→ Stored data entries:
↓

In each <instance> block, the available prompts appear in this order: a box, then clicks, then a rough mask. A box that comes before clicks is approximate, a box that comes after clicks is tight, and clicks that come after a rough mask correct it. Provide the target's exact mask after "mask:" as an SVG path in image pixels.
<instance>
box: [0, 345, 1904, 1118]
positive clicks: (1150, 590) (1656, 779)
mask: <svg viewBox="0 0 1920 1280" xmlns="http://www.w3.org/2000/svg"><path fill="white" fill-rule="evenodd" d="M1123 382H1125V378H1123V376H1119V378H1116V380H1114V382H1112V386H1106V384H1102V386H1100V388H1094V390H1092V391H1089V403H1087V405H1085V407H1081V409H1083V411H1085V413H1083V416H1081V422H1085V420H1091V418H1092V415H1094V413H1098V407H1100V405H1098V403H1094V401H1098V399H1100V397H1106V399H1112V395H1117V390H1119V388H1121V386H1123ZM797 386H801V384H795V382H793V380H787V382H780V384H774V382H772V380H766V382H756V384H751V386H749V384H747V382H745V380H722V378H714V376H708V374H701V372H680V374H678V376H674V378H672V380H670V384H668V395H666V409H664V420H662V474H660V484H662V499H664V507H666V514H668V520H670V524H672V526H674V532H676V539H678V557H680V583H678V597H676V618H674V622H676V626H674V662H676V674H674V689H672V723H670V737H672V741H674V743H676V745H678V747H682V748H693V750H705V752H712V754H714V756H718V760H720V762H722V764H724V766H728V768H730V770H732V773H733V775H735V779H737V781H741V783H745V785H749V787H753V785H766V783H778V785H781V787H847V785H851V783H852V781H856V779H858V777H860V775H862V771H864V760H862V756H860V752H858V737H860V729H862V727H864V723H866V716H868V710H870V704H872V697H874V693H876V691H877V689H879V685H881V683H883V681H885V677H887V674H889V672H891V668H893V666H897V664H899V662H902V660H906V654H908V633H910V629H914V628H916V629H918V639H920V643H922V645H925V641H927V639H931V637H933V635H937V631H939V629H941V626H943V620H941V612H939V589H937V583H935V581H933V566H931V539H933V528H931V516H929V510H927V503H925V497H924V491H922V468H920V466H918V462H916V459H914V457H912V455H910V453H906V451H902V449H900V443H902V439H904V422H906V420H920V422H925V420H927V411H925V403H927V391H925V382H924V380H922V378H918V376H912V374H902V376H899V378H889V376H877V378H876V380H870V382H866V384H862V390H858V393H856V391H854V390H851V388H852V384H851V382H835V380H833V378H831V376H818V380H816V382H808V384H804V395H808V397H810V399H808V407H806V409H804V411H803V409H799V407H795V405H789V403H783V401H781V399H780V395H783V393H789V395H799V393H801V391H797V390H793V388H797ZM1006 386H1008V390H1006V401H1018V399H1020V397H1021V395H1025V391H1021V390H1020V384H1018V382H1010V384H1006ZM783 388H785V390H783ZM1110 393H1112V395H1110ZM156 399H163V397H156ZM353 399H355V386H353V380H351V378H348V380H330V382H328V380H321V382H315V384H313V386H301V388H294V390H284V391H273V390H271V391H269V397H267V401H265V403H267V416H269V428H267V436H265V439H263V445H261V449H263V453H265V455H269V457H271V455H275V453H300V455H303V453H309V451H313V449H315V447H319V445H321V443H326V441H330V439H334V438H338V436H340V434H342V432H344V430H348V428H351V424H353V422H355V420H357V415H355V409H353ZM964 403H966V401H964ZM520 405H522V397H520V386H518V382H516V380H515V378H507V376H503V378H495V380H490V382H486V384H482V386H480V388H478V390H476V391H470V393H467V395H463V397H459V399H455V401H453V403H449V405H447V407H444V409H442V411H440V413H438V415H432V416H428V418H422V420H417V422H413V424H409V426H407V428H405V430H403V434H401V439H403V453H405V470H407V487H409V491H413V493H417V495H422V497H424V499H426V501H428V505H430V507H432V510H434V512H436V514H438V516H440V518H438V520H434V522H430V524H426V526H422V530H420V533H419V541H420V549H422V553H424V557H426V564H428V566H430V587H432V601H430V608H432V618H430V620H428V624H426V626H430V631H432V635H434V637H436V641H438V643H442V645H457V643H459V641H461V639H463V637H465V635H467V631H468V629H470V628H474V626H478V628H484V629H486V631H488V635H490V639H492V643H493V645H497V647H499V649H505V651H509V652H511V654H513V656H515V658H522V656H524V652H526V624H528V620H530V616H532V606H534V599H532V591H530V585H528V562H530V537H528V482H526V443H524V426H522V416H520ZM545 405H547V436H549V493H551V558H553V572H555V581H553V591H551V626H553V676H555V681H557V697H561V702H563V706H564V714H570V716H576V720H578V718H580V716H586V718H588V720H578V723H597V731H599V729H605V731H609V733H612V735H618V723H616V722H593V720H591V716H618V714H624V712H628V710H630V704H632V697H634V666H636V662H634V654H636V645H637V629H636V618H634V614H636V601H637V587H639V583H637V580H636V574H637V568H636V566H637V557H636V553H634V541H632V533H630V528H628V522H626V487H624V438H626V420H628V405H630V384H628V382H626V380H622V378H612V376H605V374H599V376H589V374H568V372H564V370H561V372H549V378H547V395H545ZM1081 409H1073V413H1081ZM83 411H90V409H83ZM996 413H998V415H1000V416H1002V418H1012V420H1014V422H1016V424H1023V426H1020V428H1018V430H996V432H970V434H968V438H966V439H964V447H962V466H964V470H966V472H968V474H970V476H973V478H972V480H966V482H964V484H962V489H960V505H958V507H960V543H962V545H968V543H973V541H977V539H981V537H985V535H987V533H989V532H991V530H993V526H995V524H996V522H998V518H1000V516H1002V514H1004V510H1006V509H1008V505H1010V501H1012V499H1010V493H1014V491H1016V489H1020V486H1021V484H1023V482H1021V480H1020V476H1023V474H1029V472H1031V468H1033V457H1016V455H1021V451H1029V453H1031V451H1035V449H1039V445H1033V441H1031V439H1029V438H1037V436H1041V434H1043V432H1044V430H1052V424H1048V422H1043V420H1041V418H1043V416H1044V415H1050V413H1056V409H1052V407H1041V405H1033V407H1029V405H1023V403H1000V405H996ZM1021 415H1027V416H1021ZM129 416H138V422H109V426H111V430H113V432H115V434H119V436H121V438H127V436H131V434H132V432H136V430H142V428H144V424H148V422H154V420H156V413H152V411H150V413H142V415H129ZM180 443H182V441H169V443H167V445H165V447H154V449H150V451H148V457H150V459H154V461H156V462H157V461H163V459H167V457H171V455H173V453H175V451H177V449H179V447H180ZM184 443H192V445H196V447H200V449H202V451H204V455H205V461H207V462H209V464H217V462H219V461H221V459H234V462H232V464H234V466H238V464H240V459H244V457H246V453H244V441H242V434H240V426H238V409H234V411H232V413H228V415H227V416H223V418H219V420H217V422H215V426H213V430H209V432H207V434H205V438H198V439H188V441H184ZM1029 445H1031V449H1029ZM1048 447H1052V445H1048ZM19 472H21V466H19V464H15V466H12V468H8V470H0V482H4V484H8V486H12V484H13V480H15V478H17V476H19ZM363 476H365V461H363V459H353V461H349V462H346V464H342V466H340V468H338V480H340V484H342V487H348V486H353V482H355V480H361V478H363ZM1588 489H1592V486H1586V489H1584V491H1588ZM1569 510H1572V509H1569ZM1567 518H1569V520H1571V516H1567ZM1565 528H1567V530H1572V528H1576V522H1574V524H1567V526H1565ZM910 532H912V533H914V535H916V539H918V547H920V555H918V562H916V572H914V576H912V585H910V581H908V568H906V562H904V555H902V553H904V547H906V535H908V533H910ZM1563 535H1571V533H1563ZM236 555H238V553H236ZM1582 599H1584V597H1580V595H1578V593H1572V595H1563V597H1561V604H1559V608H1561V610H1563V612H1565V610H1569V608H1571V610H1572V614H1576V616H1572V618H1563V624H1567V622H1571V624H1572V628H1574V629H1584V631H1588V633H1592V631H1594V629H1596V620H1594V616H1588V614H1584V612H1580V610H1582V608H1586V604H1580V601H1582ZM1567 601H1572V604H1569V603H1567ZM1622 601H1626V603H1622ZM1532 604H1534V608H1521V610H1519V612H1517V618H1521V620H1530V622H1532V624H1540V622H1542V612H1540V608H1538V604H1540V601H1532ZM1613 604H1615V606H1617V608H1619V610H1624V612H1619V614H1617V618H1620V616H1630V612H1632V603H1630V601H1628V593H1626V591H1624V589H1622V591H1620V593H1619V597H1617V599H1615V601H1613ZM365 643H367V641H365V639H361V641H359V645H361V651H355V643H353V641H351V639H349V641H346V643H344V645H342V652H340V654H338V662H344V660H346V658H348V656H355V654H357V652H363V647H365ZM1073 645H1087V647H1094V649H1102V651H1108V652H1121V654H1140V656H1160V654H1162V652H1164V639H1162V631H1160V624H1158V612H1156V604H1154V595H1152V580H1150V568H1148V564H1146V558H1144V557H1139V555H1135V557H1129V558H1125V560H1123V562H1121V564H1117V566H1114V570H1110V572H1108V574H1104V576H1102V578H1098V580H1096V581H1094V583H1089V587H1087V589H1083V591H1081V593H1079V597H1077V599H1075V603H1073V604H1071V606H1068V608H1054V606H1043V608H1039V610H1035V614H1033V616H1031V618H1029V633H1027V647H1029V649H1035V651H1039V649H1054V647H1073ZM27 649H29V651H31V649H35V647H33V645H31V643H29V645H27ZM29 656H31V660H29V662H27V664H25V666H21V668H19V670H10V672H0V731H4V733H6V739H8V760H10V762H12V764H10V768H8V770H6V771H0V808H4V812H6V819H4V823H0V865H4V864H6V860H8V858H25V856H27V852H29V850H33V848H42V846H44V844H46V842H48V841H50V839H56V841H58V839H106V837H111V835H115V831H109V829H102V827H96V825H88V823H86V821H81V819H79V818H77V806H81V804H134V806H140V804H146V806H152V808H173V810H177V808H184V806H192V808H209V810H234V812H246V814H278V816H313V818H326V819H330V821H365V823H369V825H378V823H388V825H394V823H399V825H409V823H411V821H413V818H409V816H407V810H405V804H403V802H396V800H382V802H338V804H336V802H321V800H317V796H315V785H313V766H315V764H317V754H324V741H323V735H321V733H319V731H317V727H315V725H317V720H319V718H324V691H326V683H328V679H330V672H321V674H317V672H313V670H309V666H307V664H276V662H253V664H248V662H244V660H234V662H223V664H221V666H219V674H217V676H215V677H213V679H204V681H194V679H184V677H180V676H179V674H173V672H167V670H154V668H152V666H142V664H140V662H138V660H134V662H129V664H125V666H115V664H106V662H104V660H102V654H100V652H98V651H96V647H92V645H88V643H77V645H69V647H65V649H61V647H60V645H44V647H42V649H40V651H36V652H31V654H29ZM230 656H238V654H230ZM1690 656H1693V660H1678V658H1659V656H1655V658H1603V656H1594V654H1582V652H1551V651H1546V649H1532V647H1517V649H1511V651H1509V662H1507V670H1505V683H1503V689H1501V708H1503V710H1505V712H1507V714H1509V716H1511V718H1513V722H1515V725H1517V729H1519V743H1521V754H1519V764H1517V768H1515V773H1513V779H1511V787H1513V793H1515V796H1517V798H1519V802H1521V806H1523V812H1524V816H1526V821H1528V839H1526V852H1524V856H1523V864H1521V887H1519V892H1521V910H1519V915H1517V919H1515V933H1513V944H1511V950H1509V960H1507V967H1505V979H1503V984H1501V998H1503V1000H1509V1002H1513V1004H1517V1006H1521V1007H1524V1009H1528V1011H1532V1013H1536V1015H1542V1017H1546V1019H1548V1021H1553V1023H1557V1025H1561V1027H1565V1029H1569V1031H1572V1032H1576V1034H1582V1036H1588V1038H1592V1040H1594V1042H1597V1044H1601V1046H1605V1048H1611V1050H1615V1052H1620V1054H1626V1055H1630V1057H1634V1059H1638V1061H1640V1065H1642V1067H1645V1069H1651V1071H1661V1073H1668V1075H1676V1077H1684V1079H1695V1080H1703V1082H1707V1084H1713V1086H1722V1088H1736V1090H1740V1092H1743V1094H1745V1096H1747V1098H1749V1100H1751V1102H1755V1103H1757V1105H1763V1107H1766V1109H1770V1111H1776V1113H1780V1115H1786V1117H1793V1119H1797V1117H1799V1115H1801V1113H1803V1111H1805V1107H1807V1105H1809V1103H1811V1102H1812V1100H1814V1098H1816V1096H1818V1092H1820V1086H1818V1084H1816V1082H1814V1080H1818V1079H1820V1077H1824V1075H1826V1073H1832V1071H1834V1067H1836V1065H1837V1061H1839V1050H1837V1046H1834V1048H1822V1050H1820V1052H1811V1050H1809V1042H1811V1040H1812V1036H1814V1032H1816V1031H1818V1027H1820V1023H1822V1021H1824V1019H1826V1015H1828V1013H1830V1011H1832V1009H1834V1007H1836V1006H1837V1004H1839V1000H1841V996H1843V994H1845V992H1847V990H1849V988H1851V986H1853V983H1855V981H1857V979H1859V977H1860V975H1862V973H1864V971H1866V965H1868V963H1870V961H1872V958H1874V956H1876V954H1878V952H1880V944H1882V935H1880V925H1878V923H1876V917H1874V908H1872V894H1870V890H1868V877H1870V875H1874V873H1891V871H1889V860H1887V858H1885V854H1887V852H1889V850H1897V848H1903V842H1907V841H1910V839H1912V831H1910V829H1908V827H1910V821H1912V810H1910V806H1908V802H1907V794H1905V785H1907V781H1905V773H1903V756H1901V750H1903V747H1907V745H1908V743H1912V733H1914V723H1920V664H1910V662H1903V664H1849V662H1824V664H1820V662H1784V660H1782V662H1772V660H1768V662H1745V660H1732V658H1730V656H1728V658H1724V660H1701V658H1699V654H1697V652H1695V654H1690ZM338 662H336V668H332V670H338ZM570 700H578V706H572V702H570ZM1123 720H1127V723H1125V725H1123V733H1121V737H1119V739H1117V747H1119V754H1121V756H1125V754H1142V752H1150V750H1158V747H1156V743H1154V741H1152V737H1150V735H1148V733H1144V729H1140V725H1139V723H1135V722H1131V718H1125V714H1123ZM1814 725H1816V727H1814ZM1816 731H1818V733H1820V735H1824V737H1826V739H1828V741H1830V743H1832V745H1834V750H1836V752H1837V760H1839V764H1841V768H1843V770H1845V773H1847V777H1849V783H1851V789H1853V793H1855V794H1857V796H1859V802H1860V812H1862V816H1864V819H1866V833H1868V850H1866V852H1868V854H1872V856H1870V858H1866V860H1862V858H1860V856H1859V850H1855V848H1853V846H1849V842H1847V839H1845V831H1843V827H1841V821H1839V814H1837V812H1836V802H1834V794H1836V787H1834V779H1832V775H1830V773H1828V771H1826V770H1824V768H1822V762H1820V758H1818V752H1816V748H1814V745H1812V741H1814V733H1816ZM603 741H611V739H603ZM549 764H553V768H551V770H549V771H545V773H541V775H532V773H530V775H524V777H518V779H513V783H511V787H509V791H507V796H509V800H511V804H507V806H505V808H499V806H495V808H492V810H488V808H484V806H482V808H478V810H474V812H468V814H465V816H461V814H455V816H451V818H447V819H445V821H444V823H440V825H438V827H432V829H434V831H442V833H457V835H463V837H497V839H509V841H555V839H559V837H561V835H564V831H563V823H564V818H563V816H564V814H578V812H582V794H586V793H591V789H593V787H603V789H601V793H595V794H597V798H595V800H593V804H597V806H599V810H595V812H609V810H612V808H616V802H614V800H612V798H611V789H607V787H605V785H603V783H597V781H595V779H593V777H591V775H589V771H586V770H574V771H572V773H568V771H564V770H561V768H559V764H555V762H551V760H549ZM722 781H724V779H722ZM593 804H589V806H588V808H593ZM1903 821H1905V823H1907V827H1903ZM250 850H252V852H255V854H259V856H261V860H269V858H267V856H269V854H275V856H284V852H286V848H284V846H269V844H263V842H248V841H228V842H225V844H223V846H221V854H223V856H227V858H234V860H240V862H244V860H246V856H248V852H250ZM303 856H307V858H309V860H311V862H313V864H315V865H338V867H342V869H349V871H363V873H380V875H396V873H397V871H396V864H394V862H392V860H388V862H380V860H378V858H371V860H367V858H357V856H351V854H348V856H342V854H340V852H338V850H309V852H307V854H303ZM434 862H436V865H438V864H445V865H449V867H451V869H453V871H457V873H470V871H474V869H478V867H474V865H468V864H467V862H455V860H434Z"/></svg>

↑

→ About this exercise: Render the data as a JSON list of strings, one string per line with blank lines omitted, starting with the first line of the data and continuing through the line containing "positive clicks: (1150, 590) (1656, 779)", inclusive.

→ Task answer:
[
  "In each <instance> block, the available prompts appear in this order: a box, then clicks, then a rough mask. A box that comes before clicks is approximate, a box that comes after clicks is tight, and clicks that come after a rough mask correct it. Provide the target's exact mask after \"mask:\" as an SVG path in image pixels.",
  "<instance>",
  "box: [0, 345, 1904, 1118]",
  "positive clicks: (1150, 590) (1656, 779)"
]